__JOB__:
Substitute "Locate" for "Extract" throughout the lines below, and write them all out again with nothing else altered.

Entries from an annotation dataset
■ ■ ■ ■ ■
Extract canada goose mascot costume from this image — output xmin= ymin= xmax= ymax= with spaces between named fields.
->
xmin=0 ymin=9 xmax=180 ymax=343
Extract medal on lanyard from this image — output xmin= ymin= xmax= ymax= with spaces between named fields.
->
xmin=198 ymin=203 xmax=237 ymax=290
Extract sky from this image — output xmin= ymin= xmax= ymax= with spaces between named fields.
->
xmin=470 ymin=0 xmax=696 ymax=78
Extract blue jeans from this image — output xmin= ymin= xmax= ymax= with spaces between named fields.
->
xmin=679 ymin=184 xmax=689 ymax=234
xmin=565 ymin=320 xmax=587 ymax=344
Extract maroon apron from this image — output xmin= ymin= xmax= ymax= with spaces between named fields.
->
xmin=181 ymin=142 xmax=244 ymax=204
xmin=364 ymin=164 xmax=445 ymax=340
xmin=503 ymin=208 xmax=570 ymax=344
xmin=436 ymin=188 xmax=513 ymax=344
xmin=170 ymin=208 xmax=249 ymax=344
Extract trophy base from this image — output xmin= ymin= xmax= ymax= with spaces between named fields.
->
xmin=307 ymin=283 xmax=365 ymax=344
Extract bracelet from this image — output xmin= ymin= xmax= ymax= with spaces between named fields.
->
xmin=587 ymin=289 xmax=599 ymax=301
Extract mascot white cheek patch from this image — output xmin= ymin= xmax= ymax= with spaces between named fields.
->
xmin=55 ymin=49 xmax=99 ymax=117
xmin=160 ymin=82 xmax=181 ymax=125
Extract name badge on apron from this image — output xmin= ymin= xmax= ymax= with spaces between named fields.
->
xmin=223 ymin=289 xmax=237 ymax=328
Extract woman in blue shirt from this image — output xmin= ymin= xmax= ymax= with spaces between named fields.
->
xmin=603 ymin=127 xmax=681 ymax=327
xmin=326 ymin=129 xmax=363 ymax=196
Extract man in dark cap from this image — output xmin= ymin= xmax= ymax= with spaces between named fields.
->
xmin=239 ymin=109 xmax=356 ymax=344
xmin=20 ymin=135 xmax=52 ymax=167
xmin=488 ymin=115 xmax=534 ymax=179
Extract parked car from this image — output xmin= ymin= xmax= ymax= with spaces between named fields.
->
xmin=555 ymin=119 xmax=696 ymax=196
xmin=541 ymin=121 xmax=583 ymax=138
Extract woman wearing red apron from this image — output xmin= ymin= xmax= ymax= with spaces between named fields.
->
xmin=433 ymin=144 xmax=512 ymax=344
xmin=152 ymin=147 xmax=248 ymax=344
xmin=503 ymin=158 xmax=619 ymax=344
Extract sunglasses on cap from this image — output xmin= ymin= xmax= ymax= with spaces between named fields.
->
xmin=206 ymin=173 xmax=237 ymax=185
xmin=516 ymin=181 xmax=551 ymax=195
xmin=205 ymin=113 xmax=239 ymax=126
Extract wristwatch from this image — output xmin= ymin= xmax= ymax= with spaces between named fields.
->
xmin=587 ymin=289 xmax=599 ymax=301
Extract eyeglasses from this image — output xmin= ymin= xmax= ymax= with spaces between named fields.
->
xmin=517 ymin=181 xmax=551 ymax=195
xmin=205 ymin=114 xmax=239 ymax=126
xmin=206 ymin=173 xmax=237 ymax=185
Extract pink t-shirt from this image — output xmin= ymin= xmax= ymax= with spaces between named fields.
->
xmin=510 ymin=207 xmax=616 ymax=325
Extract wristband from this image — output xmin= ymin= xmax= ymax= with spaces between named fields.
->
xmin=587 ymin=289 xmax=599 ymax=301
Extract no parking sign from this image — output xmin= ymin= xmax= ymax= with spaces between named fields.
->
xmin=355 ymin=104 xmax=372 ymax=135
■ ■ ■ ■ ■
__TASK OUTPUT__:
Locate canada goose mascot costume from this image — output xmin= ymin= xmax= ymax= with spaces between named fields.
->
xmin=0 ymin=9 xmax=180 ymax=343
Locate medal on lanyard from this image — output xmin= ymin= xmax= ymax= with spaces between named fields.
->
xmin=198 ymin=203 xmax=237 ymax=290
Locate sky from this image — output xmin= ymin= xmax= ymax= with spaces between named fields.
->
xmin=470 ymin=0 xmax=696 ymax=78
Locate blue jeans from this image — output xmin= ymin= xmax= ymax= with spaces between named fields.
->
xmin=679 ymin=184 xmax=689 ymax=234
xmin=565 ymin=320 xmax=587 ymax=344
Locate maroon apron from this image — output xmin= ymin= xmax= ymax= with spaces between named fields.
->
xmin=181 ymin=142 xmax=244 ymax=204
xmin=364 ymin=164 xmax=445 ymax=340
xmin=503 ymin=208 xmax=570 ymax=344
xmin=436 ymin=188 xmax=513 ymax=344
xmin=170 ymin=208 xmax=249 ymax=344
Locate trophy base from this image — output xmin= ymin= xmax= ymax= with spaces between named fields.
->
xmin=307 ymin=283 xmax=365 ymax=344
Locate bracelet from this image — output xmin= ymin= xmax= ymax= with spaces between named fields.
->
xmin=587 ymin=289 xmax=599 ymax=301
Locate mascot white cheek patch from this image — output xmin= ymin= xmax= ymax= with spaces between named fields.
->
xmin=55 ymin=49 xmax=99 ymax=117
xmin=160 ymin=82 xmax=181 ymax=125
Locate name badge on apron from this image — output xmin= ymin= xmax= ymax= with spaces between named fields.
->
xmin=223 ymin=289 xmax=237 ymax=328
Locate woman in blue shirt from this image — output xmin= ymin= xmax= ymax= with spaces between named fields.
->
xmin=603 ymin=127 xmax=681 ymax=327
xmin=326 ymin=129 xmax=363 ymax=196
Locate man in dark cap from this image — output xmin= ymin= xmax= ymax= with spaces between named fields.
->
xmin=239 ymin=109 xmax=356 ymax=344
xmin=20 ymin=135 xmax=52 ymax=167
xmin=488 ymin=115 xmax=534 ymax=179
Locate parked car from this image — output xmin= ymin= xmax= ymax= with spaces between named fields.
->
xmin=555 ymin=119 xmax=696 ymax=196
xmin=541 ymin=121 xmax=583 ymax=138
Locate woman wearing red apron from this image — output xmin= ymin= xmax= ymax= with spaces between named fields.
->
xmin=433 ymin=144 xmax=512 ymax=344
xmin=152 ymin=147 xmax=248 ymax=344
xmin=503 ymin=158 xmax=619 ymax=344
Locate sunglasses on cap from this image — output xmin= ymin= xmax= ymax= with spaces between named fields.
->
xmin=206 ymin=173 xmax=237 ymax=185
xmin=516 ymin=181 xmax=551 ymax=195
xmin=205 ymin=113 xmax=239 ymax=126
Locate wristwatch from this image — output xmin= ymin= xmax= ymax= with spaces between named fields.
->
xmin=587 ymin=289 xmax=599 ymax=301
Locate eyeglasses from this image — output xmin= ymin= xmax= ymax= with spaces between named fields.
->
xmin=517 ymin=181 xmax=551 ymax=195
xmin=205 ymin=114 xmax=239 ymax=126
xmin=206 ymin=173 xmax=237 ymax=185
Locate pink t-shirt from this image — output xmin= ymin= xmax= ymax= with spaces between named fields.
->
xmin=510 ymin=207 xmax=616 ymax=325
Locate wristband from this image — output xmin= ymin= xmax= ymax= with spaces between named fields.
->
xmin=587 ymin=289 xmax=599 ymax=301
Locate no parking sign from this image — output xmin= ymin= xmax= ymax= with spaces between named fields.
->
xmin=355 ymin=104 xmax=372 ymax=135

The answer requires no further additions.